== ACTION ITEM ==
Among the entries below, find each line holding "black" and return it.

—————

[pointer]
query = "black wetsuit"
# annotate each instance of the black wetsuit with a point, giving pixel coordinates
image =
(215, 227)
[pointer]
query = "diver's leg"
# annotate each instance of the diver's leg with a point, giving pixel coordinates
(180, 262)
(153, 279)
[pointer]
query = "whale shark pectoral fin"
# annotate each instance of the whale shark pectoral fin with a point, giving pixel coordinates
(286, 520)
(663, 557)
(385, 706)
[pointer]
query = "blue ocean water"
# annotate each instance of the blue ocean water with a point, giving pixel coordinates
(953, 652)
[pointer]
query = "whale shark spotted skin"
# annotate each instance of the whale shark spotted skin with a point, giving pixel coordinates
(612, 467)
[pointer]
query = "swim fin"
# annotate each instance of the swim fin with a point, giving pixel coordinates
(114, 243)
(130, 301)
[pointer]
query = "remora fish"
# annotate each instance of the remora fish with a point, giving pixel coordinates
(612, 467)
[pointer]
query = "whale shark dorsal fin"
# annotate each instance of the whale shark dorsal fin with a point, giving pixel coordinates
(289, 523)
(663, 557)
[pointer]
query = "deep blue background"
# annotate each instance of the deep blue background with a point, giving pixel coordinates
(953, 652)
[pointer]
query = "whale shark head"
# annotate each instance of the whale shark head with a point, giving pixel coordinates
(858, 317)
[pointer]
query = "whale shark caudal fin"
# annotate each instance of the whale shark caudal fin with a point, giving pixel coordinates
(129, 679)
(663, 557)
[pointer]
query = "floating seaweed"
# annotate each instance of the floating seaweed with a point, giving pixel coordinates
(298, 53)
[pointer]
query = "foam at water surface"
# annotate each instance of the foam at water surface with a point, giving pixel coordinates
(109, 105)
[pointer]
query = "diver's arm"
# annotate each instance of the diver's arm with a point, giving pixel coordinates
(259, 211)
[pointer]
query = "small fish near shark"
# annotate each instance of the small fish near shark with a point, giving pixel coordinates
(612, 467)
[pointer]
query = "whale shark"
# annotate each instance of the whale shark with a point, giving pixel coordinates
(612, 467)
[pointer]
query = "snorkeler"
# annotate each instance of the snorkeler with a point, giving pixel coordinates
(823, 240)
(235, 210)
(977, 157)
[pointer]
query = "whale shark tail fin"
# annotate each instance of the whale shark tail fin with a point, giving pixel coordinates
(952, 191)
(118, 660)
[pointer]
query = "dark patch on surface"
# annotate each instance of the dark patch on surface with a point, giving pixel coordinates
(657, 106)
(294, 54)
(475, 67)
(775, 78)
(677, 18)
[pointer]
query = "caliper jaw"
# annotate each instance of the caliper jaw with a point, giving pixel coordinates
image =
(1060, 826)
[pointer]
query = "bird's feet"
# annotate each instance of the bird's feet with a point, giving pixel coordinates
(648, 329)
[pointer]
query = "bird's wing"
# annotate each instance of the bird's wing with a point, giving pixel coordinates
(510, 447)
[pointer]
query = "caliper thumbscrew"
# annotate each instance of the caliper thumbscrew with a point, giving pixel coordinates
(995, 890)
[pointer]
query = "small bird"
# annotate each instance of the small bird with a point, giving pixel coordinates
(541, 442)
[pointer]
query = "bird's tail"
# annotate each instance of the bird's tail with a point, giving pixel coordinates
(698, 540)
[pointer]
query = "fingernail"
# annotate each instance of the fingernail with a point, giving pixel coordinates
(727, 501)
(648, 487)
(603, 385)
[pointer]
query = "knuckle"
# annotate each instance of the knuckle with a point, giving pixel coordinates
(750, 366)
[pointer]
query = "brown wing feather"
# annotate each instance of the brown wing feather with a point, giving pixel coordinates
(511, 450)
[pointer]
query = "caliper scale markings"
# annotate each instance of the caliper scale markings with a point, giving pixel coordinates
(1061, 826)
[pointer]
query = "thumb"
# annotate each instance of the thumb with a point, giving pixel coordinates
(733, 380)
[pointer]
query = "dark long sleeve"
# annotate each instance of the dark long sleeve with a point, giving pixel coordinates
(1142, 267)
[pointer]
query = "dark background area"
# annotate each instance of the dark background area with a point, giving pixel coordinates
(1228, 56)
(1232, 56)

—————

== OUTPUT OF THE EXERCISE ==
query = "black wetsuit"
# annotate each instance of the black wetsuit with a point, giving pixel coordinates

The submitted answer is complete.